Goal of the exercise :: Reproduce word for word the part of the Marsh Harrier account that begins with "From a single" and runs through "Martin in 2009/10.".

Passage provided ::
Marsh Harrier – 2011

Circus cyaneus – BOD TINWENScarce passage migrant, winter visitor and former breeder.

The Marsh Harrier breeds throughout the Western Palearctic, wintering southwards as far as Africa but it is resident in some areas.

Said to be formerly a common resident in Pembrokeshire, it had become a rare visitor by the time of Mathew (1894). How rare can be judged by there being only eight recorded occurrences between 1880 and 1941. Eighteen individuals were noted between 1942 and 1980, an increase that cannot be entirely due to a growth in the number of active observers.

From a single pair in 1971, the British breeding population increased by about 20 % per year to reach a minimum of 363 pairs by 2005. Although Pembrokeshire is peripheral to the main breeding area in eastern England and the species remained scarce in the county, its frequency of occurrence increased during the British population expansion.

A pair summered in both 2010 and 2011 but breeding was not proven.

Cumulative monthly totals up to 2011.

Peak passage periods were April and May in spring and August and September in autumn. Apart from one seen near St David’s on the 2nd January 1955, there have been two over wintering birds, at the Dowrog in 1982/83, Marloes Mere in 1994/95 and at Castle Martin in 2009/10.

The only adult males recorded were: at Stone Hall in 1880, Ramsey on 20th May 1953, Skomer on the 3rd April 1984 and 24th – 25th April 1997, Trefeiddan on the 8th April 1984, the Gann on the 2nd March 1994 and 29th March 1995, Skokholm on the 3rd May 2001, Hendre, St David’s, on the 4th May 2001, the Dowrog on the 13th November 2003 and one half of the possible breeding pair in 2010 and 2011.

Most Marsh Harriers recorded were at or near the coast, from the Ceredigion border to Tenby, most frequently at the Teifi Marshes, St David’s area, Skomer and Marloes Mere.

Dataset records:
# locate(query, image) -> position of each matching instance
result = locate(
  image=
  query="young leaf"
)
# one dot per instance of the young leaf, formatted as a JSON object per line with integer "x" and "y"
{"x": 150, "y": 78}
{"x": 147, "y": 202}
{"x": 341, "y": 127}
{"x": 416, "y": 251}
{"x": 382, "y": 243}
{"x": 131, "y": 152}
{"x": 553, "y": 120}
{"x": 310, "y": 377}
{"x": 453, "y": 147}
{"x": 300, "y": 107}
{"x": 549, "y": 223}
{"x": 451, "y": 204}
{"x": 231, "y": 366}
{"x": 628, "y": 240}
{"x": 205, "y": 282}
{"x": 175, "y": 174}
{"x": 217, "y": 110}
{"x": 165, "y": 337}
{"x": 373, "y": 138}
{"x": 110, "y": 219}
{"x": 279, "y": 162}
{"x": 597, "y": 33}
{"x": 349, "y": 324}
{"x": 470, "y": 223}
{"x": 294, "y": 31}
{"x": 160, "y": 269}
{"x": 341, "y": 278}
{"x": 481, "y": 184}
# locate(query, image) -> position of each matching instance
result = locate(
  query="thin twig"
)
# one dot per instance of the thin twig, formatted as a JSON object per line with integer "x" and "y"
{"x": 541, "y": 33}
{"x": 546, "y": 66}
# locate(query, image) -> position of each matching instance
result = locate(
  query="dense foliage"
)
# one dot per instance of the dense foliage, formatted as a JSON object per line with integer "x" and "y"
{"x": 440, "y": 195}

The solution ::
From a single pair in 1971, the British breeding population increased by about 20 % per year to reach a minimum of 363 pairs by 2005. Although Pembrokeshire is peripheral to the main breeding area in eastern England and the species remained scarce in the county, its frequency of occurrence increased during the British population expansion.

A pair summered in both 2010 and 2011 but breeding was not proven.

Cumulative monthly totals up to 2011.

Peak passage periods were April and May in spring and August and September in autumn. Apart from one seen near St David’s on the 2nd January 1955, there have been two over wintering birds, at the Dowrog in 1982/83, Marloes Mere in 1994/95 and at Castle Martin in 2009/10.